[[ RECORDS SHOWN, beginning ]]

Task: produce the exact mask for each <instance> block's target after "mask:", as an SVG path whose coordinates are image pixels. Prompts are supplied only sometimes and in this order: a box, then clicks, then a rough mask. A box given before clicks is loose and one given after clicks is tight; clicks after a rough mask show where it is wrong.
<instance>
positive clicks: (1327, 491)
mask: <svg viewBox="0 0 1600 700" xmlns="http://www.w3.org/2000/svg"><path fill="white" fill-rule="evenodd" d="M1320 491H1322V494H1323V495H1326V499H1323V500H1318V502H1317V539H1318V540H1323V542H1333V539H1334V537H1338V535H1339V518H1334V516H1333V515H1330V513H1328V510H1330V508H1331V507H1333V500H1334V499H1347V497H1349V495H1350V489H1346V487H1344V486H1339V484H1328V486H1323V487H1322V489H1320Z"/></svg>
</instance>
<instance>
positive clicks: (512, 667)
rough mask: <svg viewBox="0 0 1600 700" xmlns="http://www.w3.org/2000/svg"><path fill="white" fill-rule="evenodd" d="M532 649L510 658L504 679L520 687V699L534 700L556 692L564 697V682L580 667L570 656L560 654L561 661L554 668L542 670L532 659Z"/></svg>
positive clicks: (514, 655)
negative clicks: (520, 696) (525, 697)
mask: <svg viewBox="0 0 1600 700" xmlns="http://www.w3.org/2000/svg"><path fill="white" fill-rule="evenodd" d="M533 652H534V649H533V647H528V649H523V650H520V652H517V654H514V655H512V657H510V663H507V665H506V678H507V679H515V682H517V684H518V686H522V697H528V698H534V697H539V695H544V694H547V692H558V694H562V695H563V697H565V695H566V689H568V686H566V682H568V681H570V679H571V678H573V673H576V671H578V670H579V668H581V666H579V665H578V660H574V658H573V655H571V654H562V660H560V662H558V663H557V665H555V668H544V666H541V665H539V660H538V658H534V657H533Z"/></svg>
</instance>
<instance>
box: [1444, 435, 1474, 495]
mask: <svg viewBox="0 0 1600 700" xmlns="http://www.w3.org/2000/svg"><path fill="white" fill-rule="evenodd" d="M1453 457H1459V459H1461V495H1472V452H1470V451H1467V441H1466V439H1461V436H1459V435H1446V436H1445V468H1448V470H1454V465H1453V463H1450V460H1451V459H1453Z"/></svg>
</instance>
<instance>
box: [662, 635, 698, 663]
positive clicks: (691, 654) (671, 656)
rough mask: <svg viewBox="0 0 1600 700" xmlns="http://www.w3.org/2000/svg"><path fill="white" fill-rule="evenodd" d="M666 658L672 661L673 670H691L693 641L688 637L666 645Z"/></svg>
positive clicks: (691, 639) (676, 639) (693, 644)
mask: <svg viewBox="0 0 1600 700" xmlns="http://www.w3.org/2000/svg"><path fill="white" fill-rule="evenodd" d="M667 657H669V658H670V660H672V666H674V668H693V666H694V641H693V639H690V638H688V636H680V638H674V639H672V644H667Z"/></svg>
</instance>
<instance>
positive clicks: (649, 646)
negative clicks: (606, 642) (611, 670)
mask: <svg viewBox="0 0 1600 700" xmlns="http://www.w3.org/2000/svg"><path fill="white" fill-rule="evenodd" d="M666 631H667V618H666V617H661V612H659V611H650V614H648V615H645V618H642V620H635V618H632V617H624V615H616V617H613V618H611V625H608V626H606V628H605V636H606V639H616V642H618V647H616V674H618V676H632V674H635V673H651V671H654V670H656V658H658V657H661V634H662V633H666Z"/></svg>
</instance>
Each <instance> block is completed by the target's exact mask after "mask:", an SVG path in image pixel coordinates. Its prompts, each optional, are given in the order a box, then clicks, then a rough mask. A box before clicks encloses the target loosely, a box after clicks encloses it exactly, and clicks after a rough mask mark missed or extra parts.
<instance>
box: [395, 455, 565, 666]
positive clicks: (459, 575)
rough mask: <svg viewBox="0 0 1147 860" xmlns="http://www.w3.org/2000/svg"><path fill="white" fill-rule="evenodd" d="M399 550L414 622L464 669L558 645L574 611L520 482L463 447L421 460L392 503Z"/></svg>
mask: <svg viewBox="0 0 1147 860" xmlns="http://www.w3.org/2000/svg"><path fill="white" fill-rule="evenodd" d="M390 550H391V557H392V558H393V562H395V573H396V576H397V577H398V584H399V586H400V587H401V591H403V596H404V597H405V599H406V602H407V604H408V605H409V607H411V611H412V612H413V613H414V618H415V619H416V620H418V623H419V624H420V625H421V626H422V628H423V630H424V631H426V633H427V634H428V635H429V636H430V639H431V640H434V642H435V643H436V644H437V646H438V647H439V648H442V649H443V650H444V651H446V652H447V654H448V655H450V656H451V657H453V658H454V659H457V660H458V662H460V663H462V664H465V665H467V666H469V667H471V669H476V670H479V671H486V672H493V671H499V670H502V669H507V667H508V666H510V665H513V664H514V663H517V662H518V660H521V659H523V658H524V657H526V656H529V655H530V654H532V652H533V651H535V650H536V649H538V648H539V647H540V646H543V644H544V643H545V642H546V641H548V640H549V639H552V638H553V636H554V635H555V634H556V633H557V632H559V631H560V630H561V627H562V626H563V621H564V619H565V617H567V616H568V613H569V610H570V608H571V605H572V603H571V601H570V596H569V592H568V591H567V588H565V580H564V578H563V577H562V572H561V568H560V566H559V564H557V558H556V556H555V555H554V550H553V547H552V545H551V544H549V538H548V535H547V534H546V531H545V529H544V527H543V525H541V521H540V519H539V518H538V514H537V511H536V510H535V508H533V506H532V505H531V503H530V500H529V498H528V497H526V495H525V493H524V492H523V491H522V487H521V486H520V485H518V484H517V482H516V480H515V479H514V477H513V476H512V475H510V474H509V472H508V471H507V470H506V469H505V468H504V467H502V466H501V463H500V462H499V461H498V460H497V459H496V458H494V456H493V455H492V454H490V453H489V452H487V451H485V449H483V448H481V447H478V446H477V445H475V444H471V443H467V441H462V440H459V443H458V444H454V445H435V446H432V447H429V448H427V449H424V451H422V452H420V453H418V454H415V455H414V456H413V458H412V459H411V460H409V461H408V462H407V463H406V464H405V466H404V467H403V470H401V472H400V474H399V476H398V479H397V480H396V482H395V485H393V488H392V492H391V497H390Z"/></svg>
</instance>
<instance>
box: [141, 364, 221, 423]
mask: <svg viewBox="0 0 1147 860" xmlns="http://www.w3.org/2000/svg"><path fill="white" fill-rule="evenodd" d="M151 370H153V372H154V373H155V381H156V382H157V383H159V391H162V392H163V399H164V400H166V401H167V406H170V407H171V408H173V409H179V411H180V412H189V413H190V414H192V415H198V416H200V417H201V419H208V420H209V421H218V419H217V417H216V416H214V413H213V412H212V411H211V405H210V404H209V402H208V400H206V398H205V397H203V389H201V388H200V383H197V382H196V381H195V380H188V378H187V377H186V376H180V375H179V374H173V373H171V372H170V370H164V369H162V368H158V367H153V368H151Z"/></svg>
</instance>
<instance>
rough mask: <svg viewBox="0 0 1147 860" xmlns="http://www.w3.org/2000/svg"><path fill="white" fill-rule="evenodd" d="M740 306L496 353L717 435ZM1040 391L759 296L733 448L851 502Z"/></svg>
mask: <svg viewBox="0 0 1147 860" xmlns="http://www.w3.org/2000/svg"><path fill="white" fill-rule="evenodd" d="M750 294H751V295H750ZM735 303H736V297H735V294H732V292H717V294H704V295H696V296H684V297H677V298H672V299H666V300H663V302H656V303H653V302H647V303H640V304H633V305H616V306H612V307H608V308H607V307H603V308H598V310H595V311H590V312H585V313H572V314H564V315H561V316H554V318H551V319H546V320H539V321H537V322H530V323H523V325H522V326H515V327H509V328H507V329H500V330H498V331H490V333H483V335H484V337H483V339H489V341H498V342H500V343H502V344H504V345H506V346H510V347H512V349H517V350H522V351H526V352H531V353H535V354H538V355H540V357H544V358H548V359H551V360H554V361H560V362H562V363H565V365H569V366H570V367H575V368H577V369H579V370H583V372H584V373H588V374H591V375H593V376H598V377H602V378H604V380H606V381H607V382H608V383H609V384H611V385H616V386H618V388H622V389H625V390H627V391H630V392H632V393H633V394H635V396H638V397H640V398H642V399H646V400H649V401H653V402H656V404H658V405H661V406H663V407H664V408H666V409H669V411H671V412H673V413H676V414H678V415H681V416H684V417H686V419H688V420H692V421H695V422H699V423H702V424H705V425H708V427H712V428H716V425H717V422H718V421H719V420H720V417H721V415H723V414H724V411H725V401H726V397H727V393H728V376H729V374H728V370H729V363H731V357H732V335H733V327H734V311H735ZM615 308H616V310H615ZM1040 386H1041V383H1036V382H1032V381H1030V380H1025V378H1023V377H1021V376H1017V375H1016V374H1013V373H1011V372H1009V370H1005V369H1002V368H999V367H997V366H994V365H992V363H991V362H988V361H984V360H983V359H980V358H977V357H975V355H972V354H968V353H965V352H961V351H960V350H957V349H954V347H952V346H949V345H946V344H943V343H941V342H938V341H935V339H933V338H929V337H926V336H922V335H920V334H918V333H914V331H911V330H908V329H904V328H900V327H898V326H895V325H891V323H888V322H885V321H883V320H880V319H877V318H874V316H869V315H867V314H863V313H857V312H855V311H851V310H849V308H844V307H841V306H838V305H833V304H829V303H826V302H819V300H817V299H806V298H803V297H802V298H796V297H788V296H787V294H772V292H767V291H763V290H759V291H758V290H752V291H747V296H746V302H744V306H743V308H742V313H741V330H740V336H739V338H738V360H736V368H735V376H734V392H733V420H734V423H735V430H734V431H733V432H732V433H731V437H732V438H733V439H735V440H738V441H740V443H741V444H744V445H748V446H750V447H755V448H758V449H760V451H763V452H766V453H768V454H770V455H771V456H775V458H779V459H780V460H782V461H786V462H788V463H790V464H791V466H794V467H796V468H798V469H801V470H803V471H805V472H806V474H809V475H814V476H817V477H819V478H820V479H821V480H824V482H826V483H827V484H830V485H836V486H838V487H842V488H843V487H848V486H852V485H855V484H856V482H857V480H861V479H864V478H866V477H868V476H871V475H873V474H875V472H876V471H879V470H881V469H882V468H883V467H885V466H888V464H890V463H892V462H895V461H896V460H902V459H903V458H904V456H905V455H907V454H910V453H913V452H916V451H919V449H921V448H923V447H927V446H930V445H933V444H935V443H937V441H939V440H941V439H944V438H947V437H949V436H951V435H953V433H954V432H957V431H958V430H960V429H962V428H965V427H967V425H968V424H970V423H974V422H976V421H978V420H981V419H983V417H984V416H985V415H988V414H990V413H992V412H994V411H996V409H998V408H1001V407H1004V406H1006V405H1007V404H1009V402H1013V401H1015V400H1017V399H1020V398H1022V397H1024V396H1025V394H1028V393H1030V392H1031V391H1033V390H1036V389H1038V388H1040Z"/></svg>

[[ RECORDS SHOWN, end ]]

In the data above, start at the line that has "649L510 658L504 679L520", stop after the line that has "positive clicks: (514, 655)", and print every line in between exactly as it stands.

#### TASK ANSWER:
rough mask: <svg viewBox="0 0 1600 700" xmlns="http://www.w3.org/2000/svg"><path fill="white" fill-rule="evenodd" d="M532 649L510 658L504 679L520 687V699L534 700L556 692L564 697V682L580 667L570 656L560 654L561 661L554 668L542 670L532 659Z"/></svg>
positive clicks: (514, 655)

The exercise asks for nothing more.